**Saved entries**:
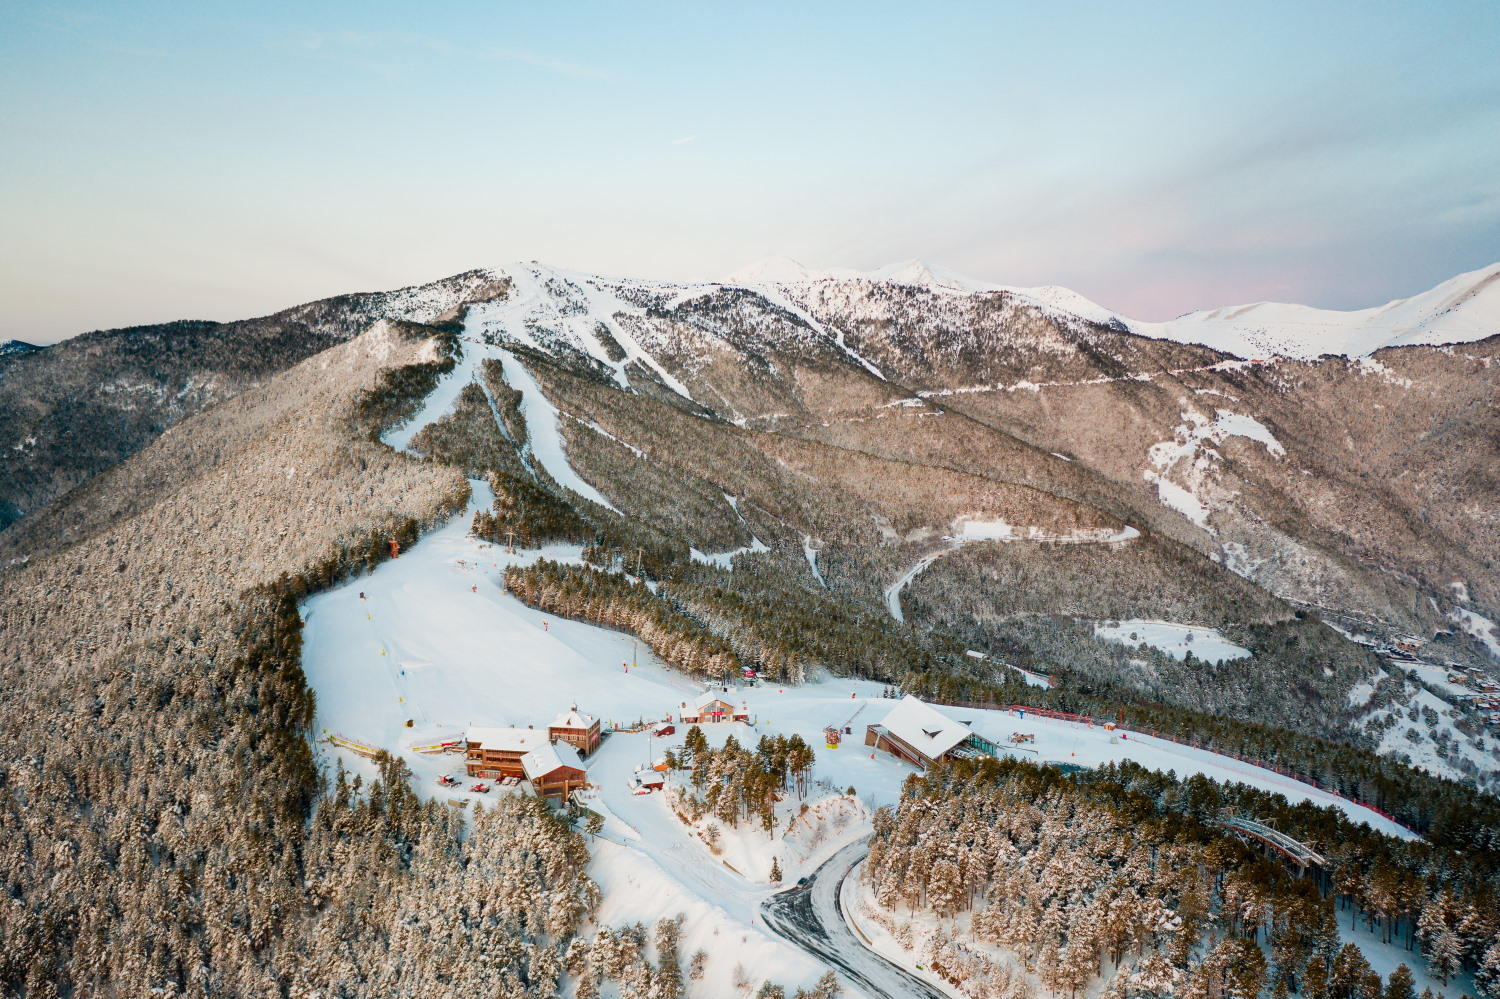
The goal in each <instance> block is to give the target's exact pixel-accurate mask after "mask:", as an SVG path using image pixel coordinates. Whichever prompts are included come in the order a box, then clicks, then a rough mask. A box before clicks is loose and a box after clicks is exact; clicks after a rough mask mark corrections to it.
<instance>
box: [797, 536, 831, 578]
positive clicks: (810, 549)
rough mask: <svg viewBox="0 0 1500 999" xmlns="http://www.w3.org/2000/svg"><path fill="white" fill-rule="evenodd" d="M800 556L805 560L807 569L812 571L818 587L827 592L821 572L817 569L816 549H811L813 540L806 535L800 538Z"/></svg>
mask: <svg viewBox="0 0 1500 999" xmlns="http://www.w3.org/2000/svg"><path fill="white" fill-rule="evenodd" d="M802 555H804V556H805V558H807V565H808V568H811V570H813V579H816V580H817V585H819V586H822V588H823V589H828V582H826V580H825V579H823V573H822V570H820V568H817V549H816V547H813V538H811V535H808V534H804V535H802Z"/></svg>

**EXERCISE BRIEF**:
Return each line of the data where the word "clicks" appears.

**OUTPUT FOR THIS TASK**:
The goal in each <instance> block is to give the target's exact pixel-accurate mask after "mask:", as an SVG path using image pixel coordinates. Whichever prompts are included come in the order a box, then clicks, then a rough mask. A box before clicks is loose and a box after clicks is exact; clicks after a rough mask mark corrections to it.
positive clicks: (810, 549)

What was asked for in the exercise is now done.